▶ **Metin Alıntısı**:

====================

Şub
02
Gönderen: admin, Makale, Şubat-2-2013

Şubat ayı şehadet ayı olarak bilinir. Örnek hareket adamlarının imanları uğruna can verdikleri dönemin genelde Şubat ayına rastlaması bu takvimi bizler için de önemli kılar.

Bu ay içerisinde şehadet programları düzenler, bilincimizi yenileyen, kararlılığımızı ilan eden etkinliklere imza atarız.

Bu geleneği, Müslümanlar arasında Cihad ve şehadet bilincini gündemde tutması açısından önemli görmekle beraber, kavramların Kur’an merkezli değerlendirilmesinin mesajın net ve doğru verilebilmesi açısından zorunlu olduğunun da görülebilmesi gerekmektedir.

Şehadet kavramı da diğer Kur’an kavramları gibi anlam kaybına uğramış, verilen mesajlar kavramın içeriğinin daraltılması sonucunu doğurmuştur.

Vahyi reddeden, ona karşı olan ideolojiler ve inanç grupları bu Kur’ani kavrama sarılmış, inkar ettikleri, dikkate almadıkları ilahi mesajın bu kavramını kendi ölüleri için kullanmaya başlamışlardır. Sadece Allah yolunda, Allah’ın dininin hâkimiyeti için verilen mücadelenin yiğitlerini tanımlamak için kullanılması gereken kavramın başına “sanat, basın, demokrasi, devrim, ulusal değerler vb.” getirilerek kullanılması büyük bir garabettir.

====================

▶ **Verilen Bilgiler**:
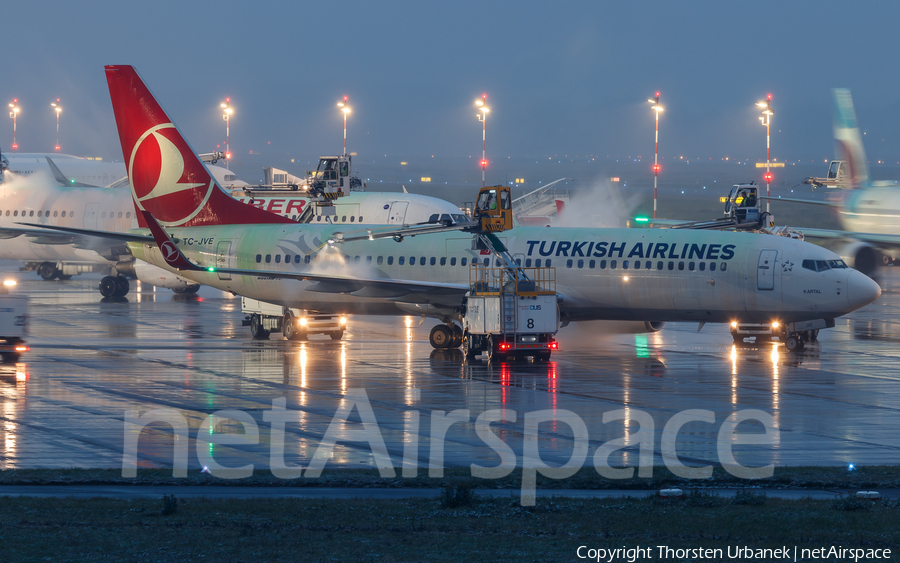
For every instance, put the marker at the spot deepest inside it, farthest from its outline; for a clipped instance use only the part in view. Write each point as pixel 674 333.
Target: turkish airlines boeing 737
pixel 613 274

====================

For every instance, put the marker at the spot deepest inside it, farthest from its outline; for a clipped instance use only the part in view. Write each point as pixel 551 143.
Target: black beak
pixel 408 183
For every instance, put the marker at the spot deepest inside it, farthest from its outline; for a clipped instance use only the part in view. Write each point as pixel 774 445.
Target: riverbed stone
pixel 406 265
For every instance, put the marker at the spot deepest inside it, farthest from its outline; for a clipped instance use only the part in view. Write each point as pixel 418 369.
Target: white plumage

====================

▶ **Yapılacaklar**:
- a) Şehadet kavramına dair yazıya göre Şubat ayı ne olarak bilinir?
- b) Şehadet kavramına dair yazıyı son cümlesinden sonrasından devam ettiriniz.

▶ **Görev Cevapları**:
- a) Şubat ayı şehadet ayı olarak bilinir.

- b)
Aynı zamanda hayattan, pratikten kopuk, sadece ölüm anıyla sınırlandırılan bir şehidlik tanımının da kavramda ciddi bir anlam daraltmasına sebep olduğunu da söylememiz gerekir.

Tanıklık eden, ortada, adil ve hakkı söyleyen, güvenilir, model olan, ispat eden, kendisine tabi olunan anlamlarına gelen şahitlik, iman edilen değerlerin hayatın her alanında yaşanabilmesi, uygulamaya geçirilmesi noktasındaki çabayı göstermektedir.

Bu ay vesilesiyle tertip edilen etkinliklerde, şehadetin sadece bir sonuç hali olarak anlaşılmasının eksik bir algı olduğu dile getirilmeli,  “Şehid” olmanın, “şahid” olmanın bir sonucu olduğu, mü’min şahsiyetin, ancak iman ettiği değerleri hayata geçirerek yaptığı “şahid”lik ve Allah’ın hükümlerini yeryüzüne egemen kılmak, Allah’ın ismini yüceltmek uğrunda yaptığı fedakârlık sonucunda, kesin ilim ve mutlak adalet temeli üzerinde “şehid”liğin söz konusu olabileceğinin hatırlatılması gerekmektedir.

Çünkü şehit; Allah(c)’ya tam teslim olmuş, dünyanın ebedi hayata geçişte bir imtihan sahası olduğunu iyi idrak etmiştir.  İslami değerlerin çiğnendiği topraklarda Allah’ın ipine sımsıkı sarılmış, tavizsiz bir hayattan örnekler sunmuştur geriden gelenlere…  “Biz hakikati yaşayan kaç kişiyiz ki ?” sorusunu sormadan, sağına soluna bakmadan, dosdoğru yoldan sapmayan bir hayat sürmüştür.

Zalim idarecilerin hakim olduğu beldelerde, onlara itaat etmemiş, saltanatlarını pekiştiren görevler almamış, önceden senaryosu belli bir oyunun figüranlığını reddederek ilahi senaryoyu alternatif olarak haykırmıştır. Mal, aile, imtihanından haberdar olarak onlara gönlünü kaptırmamış, tek sevgilisi, Allah(c)’a bağlı kalarak, “kalpler ancak Allah(c)’ı zikretmekle tatmin olur.” Ayetinin gereğini yerine getirmiştir.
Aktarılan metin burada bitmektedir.